* [TEXT SECTION]
Don't give up. Moses was once a basket case.
Shul committees should be made up of three members, two of whom should be absent at every meeting.
Sign over the urinal in a bathroom at Hebrew University: "The future of the Jewish people is in your hands."
My mother is a typical Jewish mother. Once she was on jury duty. They sent her home. She insisted SHE was guilty.
Any time a person goes into a delicatessen and orders a pastrami on white bread, some-where a Jew dies.
It was mealtime during a flight on El-Al. "Would you like dinner?," the flight attendant asked Moshe, seated in front. "What are my choices?," Moshe asked. "Yes or no," she replied.
An elderly Jewish man is knocked down by a car and is brought to the local hospital. A pretty nurse tucks him into bed and says, "Mr. Epstein, are you comfortable?" Epstein replies, "I make a nice living...."

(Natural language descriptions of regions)
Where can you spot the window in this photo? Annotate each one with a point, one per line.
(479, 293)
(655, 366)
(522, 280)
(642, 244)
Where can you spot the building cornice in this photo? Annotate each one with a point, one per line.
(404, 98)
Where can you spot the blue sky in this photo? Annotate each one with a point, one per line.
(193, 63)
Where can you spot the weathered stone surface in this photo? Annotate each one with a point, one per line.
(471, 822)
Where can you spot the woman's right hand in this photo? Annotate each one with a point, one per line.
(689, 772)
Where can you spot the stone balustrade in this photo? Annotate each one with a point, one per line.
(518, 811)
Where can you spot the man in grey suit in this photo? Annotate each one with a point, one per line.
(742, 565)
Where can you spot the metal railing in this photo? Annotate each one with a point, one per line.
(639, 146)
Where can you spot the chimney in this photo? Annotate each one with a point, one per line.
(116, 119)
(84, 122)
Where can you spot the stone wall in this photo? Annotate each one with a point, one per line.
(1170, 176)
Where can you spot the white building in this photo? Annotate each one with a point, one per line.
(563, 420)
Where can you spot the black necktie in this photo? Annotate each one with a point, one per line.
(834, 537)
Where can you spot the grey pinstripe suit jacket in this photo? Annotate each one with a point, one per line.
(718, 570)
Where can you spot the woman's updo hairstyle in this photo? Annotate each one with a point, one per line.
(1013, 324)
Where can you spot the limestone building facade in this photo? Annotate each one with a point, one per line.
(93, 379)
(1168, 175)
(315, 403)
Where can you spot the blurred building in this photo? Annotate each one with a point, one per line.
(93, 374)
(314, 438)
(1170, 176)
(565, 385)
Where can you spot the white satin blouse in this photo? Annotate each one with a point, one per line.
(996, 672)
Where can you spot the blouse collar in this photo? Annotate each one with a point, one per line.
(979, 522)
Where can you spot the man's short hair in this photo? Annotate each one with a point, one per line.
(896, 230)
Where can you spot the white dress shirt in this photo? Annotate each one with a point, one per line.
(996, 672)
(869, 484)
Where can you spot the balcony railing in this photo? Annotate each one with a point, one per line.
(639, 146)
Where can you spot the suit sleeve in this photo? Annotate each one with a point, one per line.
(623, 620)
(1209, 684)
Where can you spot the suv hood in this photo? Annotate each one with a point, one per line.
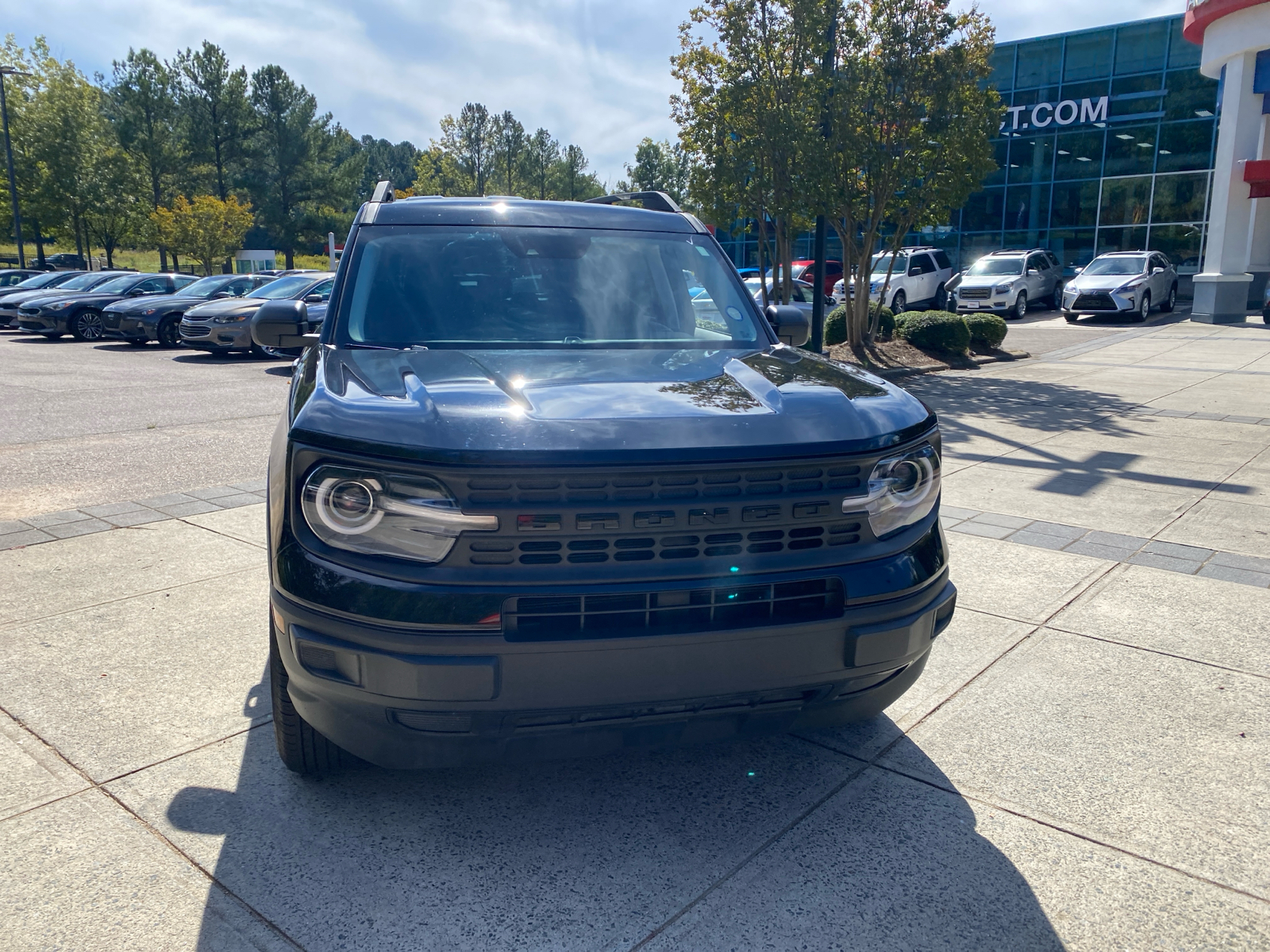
(591, 405)
(224, 306)
(1100, 282)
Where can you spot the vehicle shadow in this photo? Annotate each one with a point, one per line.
(598, 854)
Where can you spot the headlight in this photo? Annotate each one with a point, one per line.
(406, 517)
(902, 490)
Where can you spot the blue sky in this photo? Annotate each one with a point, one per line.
(594, 73)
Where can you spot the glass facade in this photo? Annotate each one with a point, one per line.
(1106, 145)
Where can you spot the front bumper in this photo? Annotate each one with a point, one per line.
(209, 336)
(410, 698)
(1076, 301)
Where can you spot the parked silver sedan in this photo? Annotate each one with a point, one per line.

* [USING THE INFORMATION]
1. Duplicate the part of the Jewish jokes starting at "My mother is" and ending at "a Jew dies.".
2. Using the Jewish jokes, decide whether each statement agrees with the text: (a) The flight attendant offers Moshe a choice between chicken and fish. (b) The mother was sent home from jury duty. (c) Mr. Epstein is brought to the local hospital after a car knocks him down. Give yes or no for each and quote the words that settle it.
3. Resume the Jewish jokes from where they stop.

* [ANSWERS PROVIDED]
1.
My mother is a typical Jewish mother. Once she was on jury duty. They sent her home. She insisted SHE was guilty.
Any time a person goes into a delicatessen and orders a pastrami on white bread, some-where a Jew dies.

2.
(a) No: "Yes or no," she replied.
(b) Yes: "They sent her home."
(c) Yes: "An elderly Jewish man is knocked down by a car and is brought to the local hospital."

3.
A rabbi was opening his mail one morning. Taking a single sheet of paper from an envelope he found written on it only one word: "shmuck." At the next Friday night service, the Rabbi announced, "I have known many people who have written letters and forgot to sign their names, but this week I received a letter from someone who signed his name...and forgot to write a letter.
Three Jewish women get together for lunch. As they are being seated in the restaurant, one takes a deep breath and gives a long, slow "oy."
The second takes a deep breath as well and lets out a long, slow "oy."
The third takes a deep breath and says impatiently, "Girls, I thought we agreed that we weren't going to talk about our children."
A waiter comes over to a table full of Jewish women and asks, "Is anything all right?"
Pork is forbidden, but a pig in a blanket makes a nice hors d'oeuvre.
No one leaves a Jewish wedding hungry; but then again, no one leaves with a hangover.
The High Holidays have absolutely nothing to do with marijuana.
And what's so wrong with dry turkey?
If your name was Lipschitz, you'd change it, too.
Always leave a little room for the Viennese table.
Always whisper the names of diseases.
One mitzvah can change the world; two will just make you tired.
If you don't eat, it will kill me.
Anything worth saying is worth repeating a thousand times.
The most important word to know in any language is sale.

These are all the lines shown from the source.